━━━ MATERIAL SUPPLIED
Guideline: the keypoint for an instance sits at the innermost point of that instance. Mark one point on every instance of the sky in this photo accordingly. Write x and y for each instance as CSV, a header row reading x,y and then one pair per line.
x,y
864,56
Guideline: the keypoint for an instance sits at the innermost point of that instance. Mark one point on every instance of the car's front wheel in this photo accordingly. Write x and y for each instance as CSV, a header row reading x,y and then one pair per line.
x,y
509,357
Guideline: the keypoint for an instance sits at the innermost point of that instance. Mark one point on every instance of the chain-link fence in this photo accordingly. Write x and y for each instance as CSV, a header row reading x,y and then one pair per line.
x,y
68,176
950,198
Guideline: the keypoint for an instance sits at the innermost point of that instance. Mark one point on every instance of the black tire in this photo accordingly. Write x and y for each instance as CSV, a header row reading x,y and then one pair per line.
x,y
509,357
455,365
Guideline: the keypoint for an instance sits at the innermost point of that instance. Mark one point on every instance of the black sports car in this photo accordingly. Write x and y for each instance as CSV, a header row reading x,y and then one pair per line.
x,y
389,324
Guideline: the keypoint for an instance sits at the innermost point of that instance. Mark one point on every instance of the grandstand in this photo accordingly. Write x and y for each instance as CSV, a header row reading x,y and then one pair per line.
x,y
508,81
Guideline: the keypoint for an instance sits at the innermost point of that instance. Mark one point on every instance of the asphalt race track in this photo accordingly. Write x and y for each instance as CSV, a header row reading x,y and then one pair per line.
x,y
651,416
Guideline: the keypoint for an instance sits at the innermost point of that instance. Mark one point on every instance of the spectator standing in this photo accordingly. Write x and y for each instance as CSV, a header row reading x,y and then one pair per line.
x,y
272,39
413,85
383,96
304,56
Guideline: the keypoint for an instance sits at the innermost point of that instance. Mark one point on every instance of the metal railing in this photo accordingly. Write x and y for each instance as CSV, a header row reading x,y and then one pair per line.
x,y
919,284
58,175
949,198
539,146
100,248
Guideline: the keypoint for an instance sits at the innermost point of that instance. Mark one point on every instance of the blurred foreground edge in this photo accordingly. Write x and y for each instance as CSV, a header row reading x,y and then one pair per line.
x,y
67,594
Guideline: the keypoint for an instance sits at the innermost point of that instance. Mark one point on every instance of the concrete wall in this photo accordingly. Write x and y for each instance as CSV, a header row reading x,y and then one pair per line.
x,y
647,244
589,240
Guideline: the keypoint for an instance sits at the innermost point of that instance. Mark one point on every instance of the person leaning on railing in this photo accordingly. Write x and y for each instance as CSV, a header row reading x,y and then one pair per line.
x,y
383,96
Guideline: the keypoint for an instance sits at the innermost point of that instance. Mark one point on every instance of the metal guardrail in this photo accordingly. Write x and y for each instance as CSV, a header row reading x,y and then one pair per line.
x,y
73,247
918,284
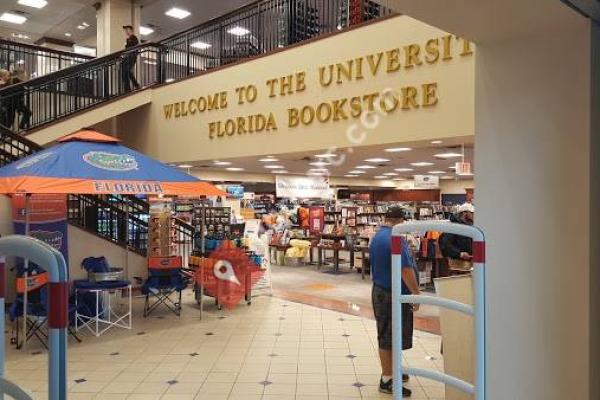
━━━━━━
_EXERCISE BRIEF_: Rewrite the entire listing above as a numbered list, one line per item, with blank lines dropped. Leave the pictures out of your answer.

_RESPONSE TO THE EXERCISE_:
1. Guideline: the keypoint for an instance sits at the innermost point of that instance. Mark one point on every instance of the sky in this photo accordingly. Write x and y for each instance as CSV, a header row reading x,y and then one pair per line.
2. x,y
3. 864,56
4. Guideline: the keypoint for an instance sits at the innermost point of that instance. Mark one point on every instance of the car's front wheel in this photo accordingly. Write x and y for each instance as CSV, a header row reading x,y and then one pair per line.
5. x,y
6. 509,357
7. Guideline: the keypoint for an instance sits at the innermost point of that instance. Mark one point on every instance of the chain-link fence in this photo accordingly. Write x and y for each instance as CSV, a header row reading x,y and then one pair per line.
8. x,y
9. 68,176
10. 950,198
11. Guideline: the keypoint for an instance sits at the innermost point of that instance. Mark one point on every instance of the black tire in this photo accordingly. Write x and y for each instance as CSV, a header row reading x,y and then one pair per line.
12. x,y
13. 509,357
14. 455,365
15. Guideline: the keypoint for an instance sits at the innermost point of that instance. Mark one point on every instance of the black sports car in this photo accordingly. Write x and y for each instance as CSV, a header row reading x,y and then one pair per line.
16. x,y
17. 389,324
18. Guideline: the keypoint for an instance sits at the innermost point of that instance. Mark one point on every instance of the grandstand in this photo accordingly. Write x and y for each instance as CSV, a header row reading x,y and then one pair per line.
19. x,y
20. 508,81
21. Guideline: the keypoint for an instance sits at the innermost point of that instance. Mark one point on every instance of the asphalt race track in this photo accordingly. Write x and y for each instance as CSV, a header row reading x,y and then one pair per line.
22. x,y
23. 651,416
24. Guideline: the keypoint for an instance sits at the innermost point of that instance. Mark one point on every instance of the spectator standing in this photo accordingly. Write x and y for each instance as CSV, a header row reading x,y and then one pair per line.
25. x,y
26. 272,39
27. 413,85
28. 383,96
29. 304,56
30. Guideline: the keypoint for an instance sits at the innermost point of that instance. Mark one point on every instance of the metal railing in this photo accordingly. Write x and y for each instance as CSV, a header row reading x,y and then one pair per line.
31. x,y
32. 919,284
33. 58,175
34. 949,198
35. 539,146
36. 100,248
37. Guideline: the keypoint for an instance sits at the innermost point of that instance. Mark one point on every instance of the blurred foreground edge in this photo accordingly. Write x and y for each instance as CSV, a header row reading x,y and then one pair per line.
38. x,y
39. 67,594
40. Guideline: the keypoint for an instance sits at the innermost point of that instance. Mark one point on every instance of the concrete wall in this photo accordingly. Write x and y for each instance as CSV, a header row reading x,y and then one pair per line.
41. x,y
42. 647,244
43. 589,240
44. Guideline: the keypoint for an instance sits at the innermost point of that instance. Mark one point on every instance of the person leaning on railing in this photo accordingly. Write x and y for each instance as CSV, a header row reading x,y and then one pair per line.
45. x,y
46. 383,96
47. Guideline: the keypoint for an instance sits at the innermost point of that instance. Mark one point on every instance of the metal guardrail in this photo accordingly. Write x and y for each instance as CSV, a header row reading x,y and then one pair per line.
48. x,y
49. 73,247
50. 918,284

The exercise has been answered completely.